● **Given passage**:
Rather like the even more dissonant Rathaus, Toch saw the dreadful writing early and left Germany in the very early 1930s fetching up in the USA and finally settling in California. The two Divertimenti, each for a duo, are full of unstemmable torrents and floods of energy though the pressure lets up in the middle movements - respectively an Intermezzo and an Adagio. Toch wrote music that suggests relentless pursuit by demons or angels - usually demons. No wonder Hollywood sought him out for the night-chase in the Shirley Temple film of Heidi.
The Op. 70 quartet was his Twelfth (there was to be one more). It is in four movements of unremitting intensity. That tension is even felt in the tautness of the Schoenbergian adagio which is strong and is played 'with all guns blazing'. The third movement is marked Pensive Serenade. It curves endlessly in acidic violin-led swallow dives.

● **Dataset**:
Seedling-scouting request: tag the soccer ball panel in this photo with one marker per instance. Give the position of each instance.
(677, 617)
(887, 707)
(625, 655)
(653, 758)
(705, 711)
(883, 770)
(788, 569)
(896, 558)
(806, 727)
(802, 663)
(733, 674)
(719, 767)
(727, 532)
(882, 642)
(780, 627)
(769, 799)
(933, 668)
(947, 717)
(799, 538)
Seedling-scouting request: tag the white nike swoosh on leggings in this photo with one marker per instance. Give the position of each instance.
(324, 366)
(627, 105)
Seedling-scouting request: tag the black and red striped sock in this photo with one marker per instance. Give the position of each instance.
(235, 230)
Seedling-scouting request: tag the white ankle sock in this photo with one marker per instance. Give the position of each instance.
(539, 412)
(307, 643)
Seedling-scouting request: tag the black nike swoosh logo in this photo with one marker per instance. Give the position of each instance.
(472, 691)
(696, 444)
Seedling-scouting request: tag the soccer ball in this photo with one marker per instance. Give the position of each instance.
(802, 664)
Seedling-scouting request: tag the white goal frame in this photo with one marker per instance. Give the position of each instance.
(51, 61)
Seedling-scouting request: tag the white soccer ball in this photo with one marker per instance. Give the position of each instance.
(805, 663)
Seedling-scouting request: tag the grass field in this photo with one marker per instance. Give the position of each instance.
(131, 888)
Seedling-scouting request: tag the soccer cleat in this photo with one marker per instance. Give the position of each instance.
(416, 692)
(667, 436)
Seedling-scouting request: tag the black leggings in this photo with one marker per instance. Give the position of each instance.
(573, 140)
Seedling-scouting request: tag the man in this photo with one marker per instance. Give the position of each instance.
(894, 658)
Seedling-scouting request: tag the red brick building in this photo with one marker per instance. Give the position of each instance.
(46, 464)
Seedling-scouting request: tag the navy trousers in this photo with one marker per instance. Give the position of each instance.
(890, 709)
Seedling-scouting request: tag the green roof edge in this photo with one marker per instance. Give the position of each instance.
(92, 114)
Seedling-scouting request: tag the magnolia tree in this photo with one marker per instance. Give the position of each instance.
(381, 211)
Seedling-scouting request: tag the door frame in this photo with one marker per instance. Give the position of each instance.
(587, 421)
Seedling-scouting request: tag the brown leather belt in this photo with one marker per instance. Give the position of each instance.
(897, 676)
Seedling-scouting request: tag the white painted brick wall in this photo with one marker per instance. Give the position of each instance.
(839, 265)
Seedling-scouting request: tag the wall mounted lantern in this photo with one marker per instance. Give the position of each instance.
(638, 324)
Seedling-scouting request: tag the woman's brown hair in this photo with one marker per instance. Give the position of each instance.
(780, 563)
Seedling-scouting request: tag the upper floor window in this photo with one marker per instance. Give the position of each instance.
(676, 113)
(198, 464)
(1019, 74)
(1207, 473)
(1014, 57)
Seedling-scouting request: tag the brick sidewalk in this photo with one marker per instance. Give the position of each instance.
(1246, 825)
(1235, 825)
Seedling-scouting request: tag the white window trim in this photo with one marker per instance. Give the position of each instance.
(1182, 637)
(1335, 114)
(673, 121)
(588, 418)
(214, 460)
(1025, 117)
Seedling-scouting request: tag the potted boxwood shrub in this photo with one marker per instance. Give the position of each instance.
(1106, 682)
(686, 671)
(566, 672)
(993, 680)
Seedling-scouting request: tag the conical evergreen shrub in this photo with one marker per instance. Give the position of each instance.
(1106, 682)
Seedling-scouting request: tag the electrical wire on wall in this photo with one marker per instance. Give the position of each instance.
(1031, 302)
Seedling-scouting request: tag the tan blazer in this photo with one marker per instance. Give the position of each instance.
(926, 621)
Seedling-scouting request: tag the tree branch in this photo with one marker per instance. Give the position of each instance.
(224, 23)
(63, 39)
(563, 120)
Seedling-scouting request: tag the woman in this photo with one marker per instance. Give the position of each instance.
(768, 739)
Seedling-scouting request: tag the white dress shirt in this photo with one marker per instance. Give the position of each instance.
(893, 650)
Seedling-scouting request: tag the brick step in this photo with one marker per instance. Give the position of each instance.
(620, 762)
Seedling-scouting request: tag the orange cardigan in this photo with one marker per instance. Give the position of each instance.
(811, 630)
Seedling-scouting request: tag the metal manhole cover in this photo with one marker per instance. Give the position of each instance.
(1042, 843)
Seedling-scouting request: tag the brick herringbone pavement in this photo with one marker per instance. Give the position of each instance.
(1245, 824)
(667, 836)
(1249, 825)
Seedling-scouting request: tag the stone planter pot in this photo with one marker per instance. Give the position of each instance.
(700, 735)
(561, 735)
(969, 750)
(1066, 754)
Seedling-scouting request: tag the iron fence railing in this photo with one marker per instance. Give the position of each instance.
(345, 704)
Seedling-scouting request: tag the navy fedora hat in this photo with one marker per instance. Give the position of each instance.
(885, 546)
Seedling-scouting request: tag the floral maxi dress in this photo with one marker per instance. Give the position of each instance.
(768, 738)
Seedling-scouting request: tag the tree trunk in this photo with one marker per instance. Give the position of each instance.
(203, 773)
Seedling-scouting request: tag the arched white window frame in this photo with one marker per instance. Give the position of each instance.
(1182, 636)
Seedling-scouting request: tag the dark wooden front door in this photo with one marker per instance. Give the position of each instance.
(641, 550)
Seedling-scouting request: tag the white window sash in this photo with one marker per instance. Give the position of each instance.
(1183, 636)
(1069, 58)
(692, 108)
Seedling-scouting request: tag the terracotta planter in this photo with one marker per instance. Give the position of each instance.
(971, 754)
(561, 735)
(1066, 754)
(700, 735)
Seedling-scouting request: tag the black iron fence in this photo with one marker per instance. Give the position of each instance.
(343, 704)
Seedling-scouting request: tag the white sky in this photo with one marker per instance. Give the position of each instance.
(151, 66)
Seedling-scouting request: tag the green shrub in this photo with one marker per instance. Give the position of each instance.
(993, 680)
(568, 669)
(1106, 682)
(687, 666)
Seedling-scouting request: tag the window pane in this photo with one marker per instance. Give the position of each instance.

● **Written exercise A**:
Which movement titles or tempo markings does the Toch review mention? List each one with the work it belongs to.
● **Written exercise B**:
Can you continue the review of Toch's music, starting after its final sentence?

● **Expected output A**:
- Intermezzo: a middle movement of one of the two Divertimenti
- Adagio: a middle movement of the other Divertimento
- Adagio (described as Schoenbergian): from the Op. 70 quartet
- Pensive Serenade: the third movement of the Op. 70 quartet

● **Expected output B**:
Dedication (for quartet) was written in 1948 for the Santa Monica wedding of Toch's only daughter, Franzi, to Irving Weschler. It is elegiac, which is perhaps rather surprising for a wedding piece, and is redolent of the Siegfried Idyll crossed with Pierrot Lunaire. Nothing to startle and an essay that avoids the high pressure lyricism of the other works on this rewarding disc.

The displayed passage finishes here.